▶ [TASK TO COMPLETE] Output all the entries word for word. Omit the pictures.

[Text-to-region grounding data]

= = = = = = =

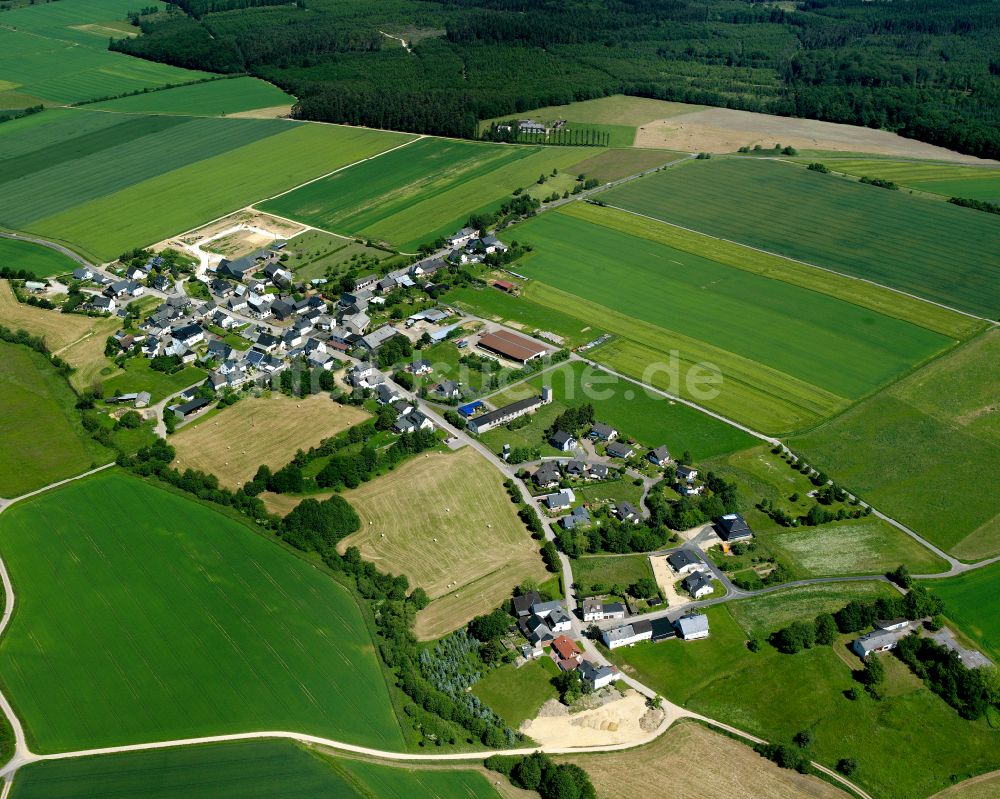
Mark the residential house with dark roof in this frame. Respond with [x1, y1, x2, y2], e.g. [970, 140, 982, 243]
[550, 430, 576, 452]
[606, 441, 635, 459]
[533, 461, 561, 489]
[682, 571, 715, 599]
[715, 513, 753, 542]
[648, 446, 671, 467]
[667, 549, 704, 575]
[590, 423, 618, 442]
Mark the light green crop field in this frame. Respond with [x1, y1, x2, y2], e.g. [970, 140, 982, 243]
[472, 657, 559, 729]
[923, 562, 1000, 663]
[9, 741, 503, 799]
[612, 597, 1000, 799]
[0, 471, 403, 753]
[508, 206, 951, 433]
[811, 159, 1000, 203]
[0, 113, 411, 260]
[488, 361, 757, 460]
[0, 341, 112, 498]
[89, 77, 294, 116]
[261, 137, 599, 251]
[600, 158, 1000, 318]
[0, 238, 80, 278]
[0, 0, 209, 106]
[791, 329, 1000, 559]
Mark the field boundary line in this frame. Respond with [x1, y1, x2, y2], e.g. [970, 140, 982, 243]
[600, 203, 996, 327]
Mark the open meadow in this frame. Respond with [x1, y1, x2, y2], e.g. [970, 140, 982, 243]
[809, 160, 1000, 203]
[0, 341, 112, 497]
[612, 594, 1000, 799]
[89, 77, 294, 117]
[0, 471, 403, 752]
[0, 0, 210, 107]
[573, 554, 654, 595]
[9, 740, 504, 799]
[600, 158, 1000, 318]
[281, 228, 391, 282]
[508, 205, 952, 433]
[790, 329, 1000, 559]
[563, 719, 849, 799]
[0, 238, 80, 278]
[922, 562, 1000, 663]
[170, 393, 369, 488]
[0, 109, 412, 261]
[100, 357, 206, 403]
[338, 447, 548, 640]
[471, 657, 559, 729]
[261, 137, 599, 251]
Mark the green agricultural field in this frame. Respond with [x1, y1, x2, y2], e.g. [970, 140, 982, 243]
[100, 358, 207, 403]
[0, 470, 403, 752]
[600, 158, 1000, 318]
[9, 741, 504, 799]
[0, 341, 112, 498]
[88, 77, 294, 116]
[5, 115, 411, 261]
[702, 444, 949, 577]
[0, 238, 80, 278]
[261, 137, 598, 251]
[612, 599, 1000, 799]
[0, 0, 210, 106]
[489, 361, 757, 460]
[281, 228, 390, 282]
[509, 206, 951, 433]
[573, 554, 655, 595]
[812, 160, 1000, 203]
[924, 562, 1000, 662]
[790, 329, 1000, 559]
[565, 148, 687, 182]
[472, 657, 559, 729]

= = = = = = =

▶ [ANSWER BOX]
Mark the residential house with dark roof in this frame. Respond with [x1, y1, x2, y2], e.g. [970, 140, 982, 243]
[550, 430, 576, 452]
[606, 441, 635, 459]
[533, 461, 561, 489]
[682, 571, 715, 599]
[715, 513, 753, 542]
[648, 446, 671, 467]
[667, 549, 704, 575]
[590, 423, 618, 442]
Mark the light green crop field in this frame. Respond with [x1, y1, x2, y2], e.g. [970, 140, 982, 243]
[472, 657, 559, 729]
[923, 562, 1000, 663]
[9, 741, 503, 799]
[612, 597, 1000, 799]
[0, 471, 403, 753]
[508, 206, 951, 433]
[811, 159, 1000, 203]
[0, 113, 411, 260]
[488, 361, 757, 460]
[0, 341, 112, 498]
[89, 77, 294, 116]
[261, 137, 599, 251]
[600, 158, 1000, 318]
[0, 238, 80, 278]
[0, 0, 209, 106]
[791, 329, 1000, 559]
Mark the field boundary line in this frame. Respond with [x1, y1, x2, y2], e.g. [970, 140, 982, 243]
[600, 203, 996, 327]
Mark the open meadow in this frame. Respond with [x1, y1, x2, y2], e.g. [970, 140, 982, 243]
[809, 160, 1000, 203]
[0, 341, 112, 497]
[612, 594, 1000, 799]
[89, 77, 294, 117]
[0, 471, 403, 752]
[0, 0, 210, 107]
[573, 554, 654, 595]
[9, 740, 504, 799]
[600, 158, 1000, 318]
[281, 228, 391, 282]
[508, 205, 952, 433]
[790, 329, 1000, 559]
[563, 719, 849, 799]
[0, 238, 80, 278]
[922, 562, 1000, 663]
[170, 393, 369, 488]
[0, 109, 412, 261]
[100, 357, 206, 403]
[338, 447, 548, 640]
[471, 657, 559, 729]
[261, 137, 599, 251]
Mark the green agricultural field in this frame. Respond with [x1, y1, x2, y2], e.g. [970, 140, 982, 243]
[100, 358, 207, 403]
[0, 470, 403, 752]
[600, 158, 1000, 318]
[9, 741, 504, 799]
[0, 341, 112, 498]
[88, 77, 294, 116]
[5, 115, 411, 261]
[702, 444, 949, 577]
[0, 238, 80, 278]
[261, 137, 598, 251]
[612, 599, 1000, 799]
[0, 0, 210, 106]
[489, 361, 757, 460]
[281, 228, 390, 282]
[509, 206, 951, 433]
[573, 554, 655, 595]
[812, 160, 1000, 203]
[924, 562, 1000, 662]
[790, 329, 1000, 559]
[565, 148, 687, 182]
[472, 657, 559, 729]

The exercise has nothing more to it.